• ТЕКСТ СТРАНИЦЫ:
::::::::::
Вся лирика Арутюнова построена на контрасте. Вот слова самого автора из частного разговора: «Кажется, никто из критиков еще не понял этого – пластика стихотворения делается мгновенными переходами из одной эмоции в другую. Тогда и приходит ощущение накала – не расхлябанности, но внутренней свободы быть истошным в размере». Кажется, остудить огонь можно только «мокрым снегом и зимой бескрайней», всё тонет в «зиме сырой, зиме тотальной»; «Только зиму и помню, / только зиму и помню одну». Но вместе с памятью зимы – «…средь чахлых лесопарков, / схватившись намертво с рутиной, / смолой грядущего запахнув, / растёт апрель неотвратимый» – именно весна – главное время года, впрочем, как и осень. Арутюнов – поэт грани, надлома, и «зимы полгода» – это отнюдь не «мороз и солнце», а оттепель, как предчувствие апреля или память о ноябре. Поэтому наиболее часто встречающийся цвет – коричневый: цвет земли, проталин, межсезонья:

По апрельской земле коричневой
Ветры буйные распластав,
Отдаёт ледяной опричниной
Серый вереск погранзастав.


Сквозные образы, связывающие лирику Сергея Арутюнова в одно большое стихотворение, выстраданы жизненным опытом, прежде всего войной, которая для поэта не просто слово-игрушка, обожаемое рок-текстовиками и бардами, а часть личного жизненного опыта человека, который «укрывался шинелью, / шёл по бритвенному острию». Война – еще одна несущая тема многих или почти всех стихов. Она незримо присутствует везде: «Лохматой ростовой мишенью / душа кренится перед бурей», «после рая – морозная тундра, / лай зениток да кашель базук». Даже в курортном пейзаже «тугие мускулы холмов, / всклокоченных, как при обстреле». Война преследует поэта повсюду:

На пляже, что древней песка,
Споткнувшись о вьетнамку чью-то,
Пойму ли вновь, как смерть близка,
И как ничтожна жажда чуда


Это перекликается с деталью другого стихотворения, свидетельствующего об ужасе бойни и расправы над гражданскими:
 
Никто из них не грел щекой приклад,
Ушей не зажимал, не выл спросонок,
В чаду моторизованных бригад
На месте друга находя кроссовок.
::::::::::
• ИСХОДНЫЕ ЗАПИСИ:
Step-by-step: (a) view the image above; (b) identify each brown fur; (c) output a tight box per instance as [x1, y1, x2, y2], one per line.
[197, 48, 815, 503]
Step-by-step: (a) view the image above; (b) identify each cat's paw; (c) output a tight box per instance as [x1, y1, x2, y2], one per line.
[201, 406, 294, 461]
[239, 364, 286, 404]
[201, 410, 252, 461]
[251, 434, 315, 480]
::::::::::
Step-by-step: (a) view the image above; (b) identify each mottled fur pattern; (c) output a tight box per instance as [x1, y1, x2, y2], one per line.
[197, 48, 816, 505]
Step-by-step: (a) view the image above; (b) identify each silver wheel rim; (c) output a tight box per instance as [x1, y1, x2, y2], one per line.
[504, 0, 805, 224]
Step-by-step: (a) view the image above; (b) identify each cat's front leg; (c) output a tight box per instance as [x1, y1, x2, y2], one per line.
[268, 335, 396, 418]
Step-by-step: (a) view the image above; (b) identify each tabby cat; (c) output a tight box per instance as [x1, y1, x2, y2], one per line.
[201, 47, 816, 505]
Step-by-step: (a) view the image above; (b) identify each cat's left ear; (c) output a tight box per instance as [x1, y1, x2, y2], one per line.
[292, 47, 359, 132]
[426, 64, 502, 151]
::::::::::
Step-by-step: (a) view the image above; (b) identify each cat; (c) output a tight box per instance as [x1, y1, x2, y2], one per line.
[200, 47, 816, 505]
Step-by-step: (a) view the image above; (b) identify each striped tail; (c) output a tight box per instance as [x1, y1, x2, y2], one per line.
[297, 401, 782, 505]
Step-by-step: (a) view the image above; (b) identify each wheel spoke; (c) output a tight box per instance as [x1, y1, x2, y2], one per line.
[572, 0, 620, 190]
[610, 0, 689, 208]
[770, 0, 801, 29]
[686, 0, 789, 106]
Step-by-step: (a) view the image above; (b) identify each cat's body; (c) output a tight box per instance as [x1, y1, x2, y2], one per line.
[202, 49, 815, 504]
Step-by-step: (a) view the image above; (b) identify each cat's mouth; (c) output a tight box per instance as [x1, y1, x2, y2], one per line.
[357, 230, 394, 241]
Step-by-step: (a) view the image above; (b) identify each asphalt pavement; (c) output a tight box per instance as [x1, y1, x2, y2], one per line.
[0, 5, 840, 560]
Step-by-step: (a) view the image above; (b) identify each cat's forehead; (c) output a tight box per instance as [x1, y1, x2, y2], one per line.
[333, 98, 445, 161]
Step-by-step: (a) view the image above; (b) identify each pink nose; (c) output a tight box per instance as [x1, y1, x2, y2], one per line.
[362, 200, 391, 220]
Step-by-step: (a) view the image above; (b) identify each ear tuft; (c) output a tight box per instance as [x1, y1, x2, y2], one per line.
::::::::::
• ЗАДАНИЕ A: Какой цвет, по словам статьи о лирике Арутюнова, чаще всего встречается в его стихах?
• ЗАДАНИЕ B: Перечислите все, цветом чего назван коричневый в статье о лирике Арутюнова.
• ЗАДАНИЕ C: Продолжите статью о лирике Сергея Арутюнова, начав сразу после последнего процитированного четверостишия.

• ОТВЕТ A: Коричневый.

• ОТВЕТ B: Земли, проталин, межсезонья.

• ОТВЕТ C:
Цикл «Минойя» в книге стоит особняком. Несмотря на сходный образный строй, общую манеру, он отличается иным колоритом и насыщенностью. Арутюнов в книге «Саланг» назвал своего лирического героя «вещности унылый интендант», однако в «Минойе» он не просто «собран и дотошен», но превосходит сам себя в чёткой прорисовке детали. Помимо прочего, «Минойя» – это цикл стихотворений с заголовками, которых в последней книге, да и во всём совокупном творчестве Арутюнова не так уж и много. Давая имя явлению, автор, несомненно, выделяет его среди прочих.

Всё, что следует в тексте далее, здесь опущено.